**** PROVIDED RECORDS

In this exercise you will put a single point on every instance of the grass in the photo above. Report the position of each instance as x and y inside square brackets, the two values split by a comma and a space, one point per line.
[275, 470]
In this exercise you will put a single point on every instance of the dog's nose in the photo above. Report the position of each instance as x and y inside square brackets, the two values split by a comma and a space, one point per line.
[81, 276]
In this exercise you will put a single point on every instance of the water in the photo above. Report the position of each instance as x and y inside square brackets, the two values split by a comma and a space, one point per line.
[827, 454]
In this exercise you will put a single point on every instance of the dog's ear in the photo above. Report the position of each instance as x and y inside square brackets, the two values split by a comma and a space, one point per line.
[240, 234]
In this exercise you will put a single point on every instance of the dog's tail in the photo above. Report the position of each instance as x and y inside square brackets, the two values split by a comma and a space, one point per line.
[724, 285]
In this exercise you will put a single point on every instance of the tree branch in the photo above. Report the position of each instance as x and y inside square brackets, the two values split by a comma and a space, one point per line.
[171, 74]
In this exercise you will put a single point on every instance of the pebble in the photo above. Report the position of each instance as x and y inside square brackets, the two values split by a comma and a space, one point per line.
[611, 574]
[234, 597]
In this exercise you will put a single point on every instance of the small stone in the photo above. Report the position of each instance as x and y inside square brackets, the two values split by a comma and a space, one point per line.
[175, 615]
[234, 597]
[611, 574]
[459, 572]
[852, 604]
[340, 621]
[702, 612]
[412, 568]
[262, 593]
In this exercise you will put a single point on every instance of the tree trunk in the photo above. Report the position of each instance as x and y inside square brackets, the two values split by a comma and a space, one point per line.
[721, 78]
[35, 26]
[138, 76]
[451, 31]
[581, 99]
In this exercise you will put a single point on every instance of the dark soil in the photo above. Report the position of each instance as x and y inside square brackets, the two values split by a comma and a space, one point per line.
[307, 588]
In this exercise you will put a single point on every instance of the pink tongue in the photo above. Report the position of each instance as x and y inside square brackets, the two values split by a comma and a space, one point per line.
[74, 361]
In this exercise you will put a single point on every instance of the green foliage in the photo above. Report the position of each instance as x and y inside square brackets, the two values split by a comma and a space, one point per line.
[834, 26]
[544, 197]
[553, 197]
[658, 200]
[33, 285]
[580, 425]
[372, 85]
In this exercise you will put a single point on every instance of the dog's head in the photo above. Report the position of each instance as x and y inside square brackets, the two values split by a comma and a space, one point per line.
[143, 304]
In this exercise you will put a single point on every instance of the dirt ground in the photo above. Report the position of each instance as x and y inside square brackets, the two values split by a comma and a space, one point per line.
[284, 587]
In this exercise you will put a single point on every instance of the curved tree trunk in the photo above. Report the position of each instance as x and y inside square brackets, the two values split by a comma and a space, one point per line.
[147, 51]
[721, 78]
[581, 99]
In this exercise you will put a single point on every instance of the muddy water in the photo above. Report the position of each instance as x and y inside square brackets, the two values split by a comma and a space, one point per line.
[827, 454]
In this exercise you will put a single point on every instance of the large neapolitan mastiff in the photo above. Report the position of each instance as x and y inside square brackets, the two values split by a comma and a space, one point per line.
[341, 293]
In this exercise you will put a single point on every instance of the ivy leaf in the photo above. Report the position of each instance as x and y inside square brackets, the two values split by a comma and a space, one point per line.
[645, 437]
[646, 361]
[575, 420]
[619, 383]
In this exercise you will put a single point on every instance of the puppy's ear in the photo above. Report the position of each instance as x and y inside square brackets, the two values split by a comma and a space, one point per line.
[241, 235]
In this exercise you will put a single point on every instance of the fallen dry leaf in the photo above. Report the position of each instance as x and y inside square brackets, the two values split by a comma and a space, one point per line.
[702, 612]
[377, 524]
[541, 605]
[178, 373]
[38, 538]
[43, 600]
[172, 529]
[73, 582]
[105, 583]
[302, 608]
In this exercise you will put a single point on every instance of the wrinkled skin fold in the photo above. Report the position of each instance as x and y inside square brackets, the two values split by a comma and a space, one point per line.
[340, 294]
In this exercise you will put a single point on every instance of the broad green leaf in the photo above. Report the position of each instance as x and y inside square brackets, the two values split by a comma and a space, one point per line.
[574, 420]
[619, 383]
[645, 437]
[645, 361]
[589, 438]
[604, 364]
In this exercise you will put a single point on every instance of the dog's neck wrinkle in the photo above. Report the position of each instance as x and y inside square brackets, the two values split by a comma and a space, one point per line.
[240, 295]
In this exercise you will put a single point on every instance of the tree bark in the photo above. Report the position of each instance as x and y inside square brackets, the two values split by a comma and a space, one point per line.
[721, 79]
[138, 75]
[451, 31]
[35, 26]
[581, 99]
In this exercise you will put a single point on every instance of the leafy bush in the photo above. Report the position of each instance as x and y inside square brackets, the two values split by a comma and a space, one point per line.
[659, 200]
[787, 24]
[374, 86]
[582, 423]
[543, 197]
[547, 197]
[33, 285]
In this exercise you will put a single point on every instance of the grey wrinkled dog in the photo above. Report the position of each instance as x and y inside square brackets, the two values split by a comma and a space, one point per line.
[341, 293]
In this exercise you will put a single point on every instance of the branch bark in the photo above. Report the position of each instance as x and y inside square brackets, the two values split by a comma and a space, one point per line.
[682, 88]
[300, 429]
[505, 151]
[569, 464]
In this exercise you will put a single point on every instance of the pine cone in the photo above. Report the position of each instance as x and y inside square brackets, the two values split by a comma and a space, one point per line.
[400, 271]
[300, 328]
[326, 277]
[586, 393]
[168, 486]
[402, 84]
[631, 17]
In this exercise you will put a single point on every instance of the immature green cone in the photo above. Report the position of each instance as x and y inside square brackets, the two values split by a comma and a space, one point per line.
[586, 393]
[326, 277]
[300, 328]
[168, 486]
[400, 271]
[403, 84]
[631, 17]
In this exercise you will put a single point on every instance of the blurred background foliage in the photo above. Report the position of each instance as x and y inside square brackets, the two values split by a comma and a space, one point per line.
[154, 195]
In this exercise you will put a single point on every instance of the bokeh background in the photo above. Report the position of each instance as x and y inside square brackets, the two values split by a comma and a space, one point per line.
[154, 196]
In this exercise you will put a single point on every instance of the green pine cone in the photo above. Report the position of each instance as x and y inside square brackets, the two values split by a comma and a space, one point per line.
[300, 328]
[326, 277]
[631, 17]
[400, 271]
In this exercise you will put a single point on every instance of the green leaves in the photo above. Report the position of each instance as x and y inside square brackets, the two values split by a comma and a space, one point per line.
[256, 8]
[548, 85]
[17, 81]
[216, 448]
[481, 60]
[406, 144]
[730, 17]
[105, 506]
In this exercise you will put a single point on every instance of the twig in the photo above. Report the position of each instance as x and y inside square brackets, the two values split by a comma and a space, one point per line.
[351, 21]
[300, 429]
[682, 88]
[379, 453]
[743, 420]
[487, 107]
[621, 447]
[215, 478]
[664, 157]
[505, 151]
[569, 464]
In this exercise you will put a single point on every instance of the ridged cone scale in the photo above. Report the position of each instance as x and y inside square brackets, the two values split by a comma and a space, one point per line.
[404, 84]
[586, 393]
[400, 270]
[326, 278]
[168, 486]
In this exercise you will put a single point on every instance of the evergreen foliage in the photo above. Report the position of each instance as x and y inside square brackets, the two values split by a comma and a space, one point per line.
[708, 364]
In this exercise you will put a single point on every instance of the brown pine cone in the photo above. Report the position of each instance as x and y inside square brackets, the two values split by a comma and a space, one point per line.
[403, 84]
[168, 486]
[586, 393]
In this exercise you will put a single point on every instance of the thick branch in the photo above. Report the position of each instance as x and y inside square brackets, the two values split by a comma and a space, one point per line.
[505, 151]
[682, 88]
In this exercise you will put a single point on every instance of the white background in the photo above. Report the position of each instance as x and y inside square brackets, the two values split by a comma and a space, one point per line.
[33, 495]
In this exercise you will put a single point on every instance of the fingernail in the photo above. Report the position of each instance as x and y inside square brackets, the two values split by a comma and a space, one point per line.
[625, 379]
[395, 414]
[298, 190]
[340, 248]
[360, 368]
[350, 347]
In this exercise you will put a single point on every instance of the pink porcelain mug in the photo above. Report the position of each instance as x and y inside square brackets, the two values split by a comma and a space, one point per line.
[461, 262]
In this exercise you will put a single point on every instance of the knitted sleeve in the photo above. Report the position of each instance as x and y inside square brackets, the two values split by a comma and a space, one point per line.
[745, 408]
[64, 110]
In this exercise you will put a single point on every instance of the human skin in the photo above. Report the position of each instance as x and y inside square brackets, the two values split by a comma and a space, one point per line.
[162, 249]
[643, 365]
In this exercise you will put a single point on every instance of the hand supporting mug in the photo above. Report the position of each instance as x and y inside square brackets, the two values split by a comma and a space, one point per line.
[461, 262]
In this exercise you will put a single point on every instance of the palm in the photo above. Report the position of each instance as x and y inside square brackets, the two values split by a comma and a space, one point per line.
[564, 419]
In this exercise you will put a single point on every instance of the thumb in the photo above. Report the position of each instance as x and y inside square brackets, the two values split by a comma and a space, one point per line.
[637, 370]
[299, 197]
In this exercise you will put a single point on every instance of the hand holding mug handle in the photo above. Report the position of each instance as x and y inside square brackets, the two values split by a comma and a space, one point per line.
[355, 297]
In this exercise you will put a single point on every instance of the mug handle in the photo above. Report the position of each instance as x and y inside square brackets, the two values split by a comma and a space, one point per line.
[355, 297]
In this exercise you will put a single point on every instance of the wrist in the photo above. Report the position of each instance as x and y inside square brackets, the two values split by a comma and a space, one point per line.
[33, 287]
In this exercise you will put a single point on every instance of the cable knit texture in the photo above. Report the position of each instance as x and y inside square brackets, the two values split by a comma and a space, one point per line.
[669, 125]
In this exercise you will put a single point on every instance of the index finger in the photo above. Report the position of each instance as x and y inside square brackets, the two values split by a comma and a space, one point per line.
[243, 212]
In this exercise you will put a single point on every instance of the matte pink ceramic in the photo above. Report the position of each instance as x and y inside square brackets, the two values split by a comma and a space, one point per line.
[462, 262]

********

▸ **WORK INSTRUCTIONS**:
Repeat, without changes, every line from the one that contains "of the thumb" through the final line of the data.

▸ **TASK RESPONSE**:
In this exercise you will put a single point on every instance of the thumb in the photo above. Report the position of each instance as x and y inside square brackets, the two values split by a comma and a space, one point per line.
[637, 370]
[299, 197]
In this exercise you will put a single point on every instance of the hand holding mug handle in the photo above. Report the position of each instance as x and y inside square brackets, the two values split by a comma and a space, one point per line.
[355, 297]
In this exercise you will put a single point on every instance of the mug handle in the photo above. Report the position of each instance as x and y inside square brackets, the two values split by a comma and a space, one point per line.
[355, 297]
In this exercise you will put a single point on every instance of the wrist in the photo above. Report the position of each instance as x and y inside square brackets, the two values split by a comma and a space, one point per line.
[33, 287]
In this exercise you will put a single point on every instance of the cable knit texture in the photo above. Report the position of each instance as x and y inside square brackets, the two values split by a comma and a space, one point per line.
[669, 125]
In this exercise you will put a single point on every instance of the index finger in the photo above. Report the position of each instance as x and y inside square brackets, the two values split by a comma and a space, one point per line.
[243, 212]
In this exercise you will put a single point on every instance of the matte pink ceramic in the photo above. Report the position of each instance as x and y inside square brackets, the two values split by a comma and a space, one point per line.
[462, 262]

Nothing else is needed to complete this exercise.